------ TEXTE FOURNI ------

Il faut noter que ces photos avaient un poids considérable dans cette cause puisqu'elles constituaient le principal élément de preuve dont disposait la poursuite pour démontrer la présence de l'accusé sur les lieux de la présumée infraction. La poursuite tenait d'autant plus à ces photos qu'une certaine jurisprudence avait établi que la simple présence de l'accusé sur les lieux d'un attroupement illégal équivalait à une participation à l'infraction. Pour sa part, la défense plaida que la jurisprudence avait établi que les policiers ne pouvait contraindre un prévenu à fournir une preuve incriminante - en l'occurrence, une photo de lui-même - avant que celui-ci n'ait exercé son droit à communiquer avec un avocat.

Au début de la deuxième journée du procès, le juge Schachter annonça qu'il prenait la requête en délibéré. La poursuite a alors pu procéder à l'audition de sa preuve. Au moment de l'ajournement de la cause, la défense en était encore à contre-interroger le second témoin de la poursuite, soit le commandant Tourigny, de sorte que la cour dû fixer de nouvelles dates pour continuer le procès l'année suivante, au mois de juin 2004.

Le 4e procès réunissait huit accusés et débuta les 15, 16 et 17 décembre 2003 devant le juge Pierre D. Denault. Le seul accusé qui était représenté par un avocat demanda au tribunal de remettre l'audition de son procès à une date ultérieure, ce qui lui fut accordé. Un autre accusé préféra en finir avec sa cause en acceptant de se soumettre à un engagement en vertu de l'article 810. Ces changements portèrent le nombre d'accusés à six, dont seulement la moitié était présents devant le juge Denault à l'ouverture du procès. Le tribunal décida toutefois de ne pas émettre de mandat d'arrestation, et conclua simplement que les accusés absents avaient tacitement renoncé à leur droit d'être présent à leur procès.

------

**EXERCICE BREF A**
Reformulez sous forme de liste concise le paragraphe du texte qui commence par « Le 4e procès réunissait huit accusés », en conservant ses faits principaux.
**EXERCICE BREF B**
Citez le passage du texte qui commence par « Il faut noter » et va jusqu'à « avec un avocat. ».
**EXERCICE BREF C**
Relevez toutes les personnes que le texte désigne par leur nom.

------ EXTRAITS DE LISTE ------

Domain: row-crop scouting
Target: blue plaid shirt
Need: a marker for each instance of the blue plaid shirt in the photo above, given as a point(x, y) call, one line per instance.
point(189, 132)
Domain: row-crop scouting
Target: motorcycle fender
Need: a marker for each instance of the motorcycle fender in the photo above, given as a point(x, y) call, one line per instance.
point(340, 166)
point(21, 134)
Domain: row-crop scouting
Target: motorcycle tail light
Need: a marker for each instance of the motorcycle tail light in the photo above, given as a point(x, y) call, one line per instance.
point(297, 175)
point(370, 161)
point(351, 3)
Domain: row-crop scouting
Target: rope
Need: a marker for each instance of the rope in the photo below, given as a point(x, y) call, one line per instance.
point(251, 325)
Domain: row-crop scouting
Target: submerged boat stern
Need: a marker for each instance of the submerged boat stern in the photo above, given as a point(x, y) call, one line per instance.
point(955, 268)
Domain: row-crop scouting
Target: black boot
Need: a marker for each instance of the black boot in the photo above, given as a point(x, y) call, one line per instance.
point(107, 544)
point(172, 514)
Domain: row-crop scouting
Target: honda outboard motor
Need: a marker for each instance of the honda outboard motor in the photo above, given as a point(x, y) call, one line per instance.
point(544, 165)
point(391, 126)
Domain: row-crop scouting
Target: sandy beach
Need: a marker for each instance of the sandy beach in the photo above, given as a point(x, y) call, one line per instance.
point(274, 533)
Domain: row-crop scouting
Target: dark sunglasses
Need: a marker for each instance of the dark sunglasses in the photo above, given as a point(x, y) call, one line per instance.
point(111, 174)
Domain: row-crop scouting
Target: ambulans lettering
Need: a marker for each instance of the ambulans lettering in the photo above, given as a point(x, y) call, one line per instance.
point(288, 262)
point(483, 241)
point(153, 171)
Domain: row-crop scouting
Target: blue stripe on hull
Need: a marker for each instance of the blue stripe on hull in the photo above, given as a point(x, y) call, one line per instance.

------

**RÉPONSE COMPLÈTE A**
- Le 4e procès réunissait huit accusés et a débuté les 15, 16 et 17 décembre 2003 devant le juge Pierre D. Denault.
- Le seul accusé représenté par un avocat a obtenu le report de son procès.
- Un autre accusé a accepté un engagement en vertu de l'article 810.
- Il restait six accusés, dont trois seulement étaient présents à l'ouverture du procès.
- Le tribunal n'a pas émis de mandat d'arrestation. Il a conclu que les absents avaient tacitement renoncé à leur droit d'être présents.

**RÉPONSE COMPLÈTE B**
Il faut noter que ces photos avaient un poids considérable dans cette cause puisqu'elles constituaient le principal élément de preuve dont disposait la poursuite pour démontrer la présence de l'accusé sur les lieux de la présumée infraction. La poursuite tenait d'autant plus à ces photos qu'une certaine jurisprudence avait établi que la simple présence de l'accusé sur les lieux d'un attroupement illégal équivalait à une participation à l'infraction. Pour sa part, la défense plaida que la jurisprudence avait établi que les policiers ne pouvait contraindre un prévenu à fournir une preuve incriminante - en l'occurrence, une photo de lui-même - avant que celui-ci n'ait exercé son droit à communiquer avec un avocat.

**RÉPONSE COMPLÈTE C**
- le juge Schachter
- le commandant Tourigny
- le juge Pierre D. Denault